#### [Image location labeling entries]
□ □ □
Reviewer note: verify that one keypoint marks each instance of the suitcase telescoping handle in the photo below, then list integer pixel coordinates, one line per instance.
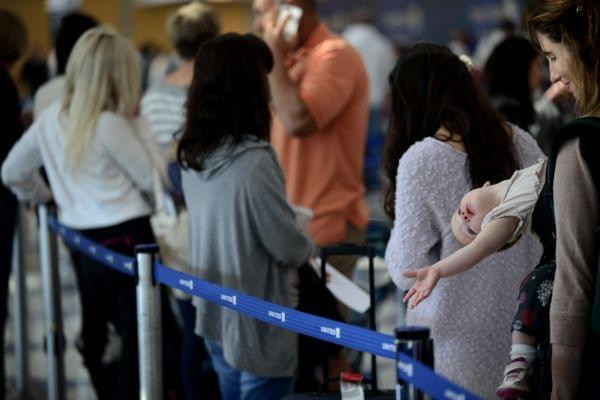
(351, 249)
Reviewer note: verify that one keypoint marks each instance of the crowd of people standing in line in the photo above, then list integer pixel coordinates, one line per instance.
(245, 127)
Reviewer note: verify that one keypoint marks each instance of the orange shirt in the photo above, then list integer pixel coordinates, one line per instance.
(324, 170)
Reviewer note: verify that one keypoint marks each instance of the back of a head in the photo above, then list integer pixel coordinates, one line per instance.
(103, 74)
(576, 24)
(430, 88)
(507, 71)
(72, 26)
(190, 26)
(507, 68)
(228, 98)
(13, 38)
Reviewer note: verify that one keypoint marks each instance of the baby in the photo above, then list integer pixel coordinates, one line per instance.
(489, 219)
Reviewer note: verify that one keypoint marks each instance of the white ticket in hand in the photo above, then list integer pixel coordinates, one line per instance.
(343, 288)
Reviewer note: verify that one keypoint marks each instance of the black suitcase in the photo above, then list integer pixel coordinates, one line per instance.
(316, 299)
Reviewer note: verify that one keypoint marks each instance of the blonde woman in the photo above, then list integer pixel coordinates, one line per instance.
(98, 157)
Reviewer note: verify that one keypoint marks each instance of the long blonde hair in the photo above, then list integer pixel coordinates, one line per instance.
(103, 74)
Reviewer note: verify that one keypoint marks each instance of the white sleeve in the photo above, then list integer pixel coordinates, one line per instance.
(20, 169)
(126, 144)
(415, 238)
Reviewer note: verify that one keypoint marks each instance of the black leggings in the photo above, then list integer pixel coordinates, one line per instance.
(109, 296)
(533, 304)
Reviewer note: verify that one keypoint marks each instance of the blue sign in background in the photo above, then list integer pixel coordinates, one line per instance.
(409, 20)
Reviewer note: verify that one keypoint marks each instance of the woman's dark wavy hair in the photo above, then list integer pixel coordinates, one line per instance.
(430, 88)
(507, 74)
(72, 26)
(228, 98)
(576, 24)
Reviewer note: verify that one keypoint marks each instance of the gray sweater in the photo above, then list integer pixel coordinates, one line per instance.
(243, 236)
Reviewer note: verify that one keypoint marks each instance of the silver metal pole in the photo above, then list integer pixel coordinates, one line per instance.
(52, 306)
(149, 325)
(20, 309)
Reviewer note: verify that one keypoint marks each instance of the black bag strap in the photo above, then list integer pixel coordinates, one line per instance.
(588, 130)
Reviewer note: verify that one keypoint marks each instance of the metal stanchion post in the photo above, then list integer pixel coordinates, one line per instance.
(149, 324)
(53, 309)
(414, 342)
(20, 310)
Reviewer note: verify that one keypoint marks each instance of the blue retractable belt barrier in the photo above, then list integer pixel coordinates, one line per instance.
(321, 328)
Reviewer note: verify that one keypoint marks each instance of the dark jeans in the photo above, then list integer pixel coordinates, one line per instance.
(239, 385)
(8, 220)
(109, 296)
(198, 376)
□ □ □
Rewrite the records with every "keypoint" changed to "marker" and all other text kept as it is. Leave the pictures out of your version.

Reviewer note: verify that one marker marks each instance of the suitcase telescoping handle in the photo below, then list integer pixel coordinates, one line per instance.
(351, 249)
Reviewer note: verify that one marker marks each instance of the crowd of people standing in line in the photo above, then list integer pixel coordinates, one line per instance.
(245, 127)
Reviewer note: verify that one marker marks each instance of the orange shirt in the photo above, then list integer pixel coordinates, one line per instance.
(324, 170)
Reviewer note: verify that one marker marks each instance of the back of a head in the photo above, then list integer pixel coordinates, one line per instance.
(103, 74)
(576, 24)
(430, 88)
(507, 71)
(72, 26)
(190, 26)
(507, 68)
(228, 98)
(13, 38)
Reviewer note: verify that one marker marks each instance of the baby in the photo above, then list integer pixel coordinates, one line per instance.
(489, 219)
Reviewer note: verify that one marker marks each instance of the white ticket in hand in the photo above, then list integer pixel coordinates, one line per instance.
(343, 288)
Reviewer note: verify that one marker marks each instance of the black suitcase in the photo above, then list integer pixel coordinates, one line per instance.
(316, 299)
Reviewer note: verify that one marker marks each instance of the blonde woman in the photo above, then list integer pixel coordinates, one line per instance.
(98, 157)
Reviewer note: verify that one marker marks each instance of the long blonde hair in the photo above, then list integer pixel coordinates, one line per instance.
(103, 74)
Reviewer note: verify that one marker marks each instance of the white sleeve in the photo above, then list integer pixel coordinates, one line per instance.
(20, 169)
(126, 144)
(415, 238)
Reviewer note: verify that one marker marks each instance of the black leggings in the photo above, then list integer pixel coordinates, one line per instance.
(109, 296)
(533, 304)
Reviewer note: verify that one marker marks each instance of the blue sign in background in the photo above, then list integer pixel coordinates, one line per instance.
(409, 20)
Reviewer note: verify that one marker marks each instance of the woman's dark wavy hair in the photo above, then list integer pixel coordinates, one line per instance.
(430, 88)
(507, 74)
(72, 26)
(228, 98)
(576, 24)
Reviewer note: verify that one marker marks each instance of the gray sweater in the photo above, then list integer pixel coordinates, one line per instance.
(243, 236)
Reviewer note: verify that one marker marks each instance of the silver metal pole in the photo above, then list integer pixel coordinates, one line per instance.
(52, 306)
(149, 325)
(20, 309)
Reviewer note: verify that one marker marks each instance of the black bag strap in the photo above, then list integer pixel coordinates, one line per instance.
(588, 130)
Reviewer note: verify that one marker marks each instance of the metal stanchion post in the photo above, then list integer pixel coordinates, one line per instance.
(149, 324)
(53, 309)
(414, 342)
(20, 310)
Reviewer note: verify that one marker marks each instance of the blue retractable belt barrier in the photo above, then list integer pixel coordinates, one line per instance.
(321, 328)
Reviewer note: verify that one marker marks each instance of the dark jeans in the photo above, then list integer pixel coordinates, one line per instance.
(239, 385)
(8, 220)
(109, 296)
(198, 376)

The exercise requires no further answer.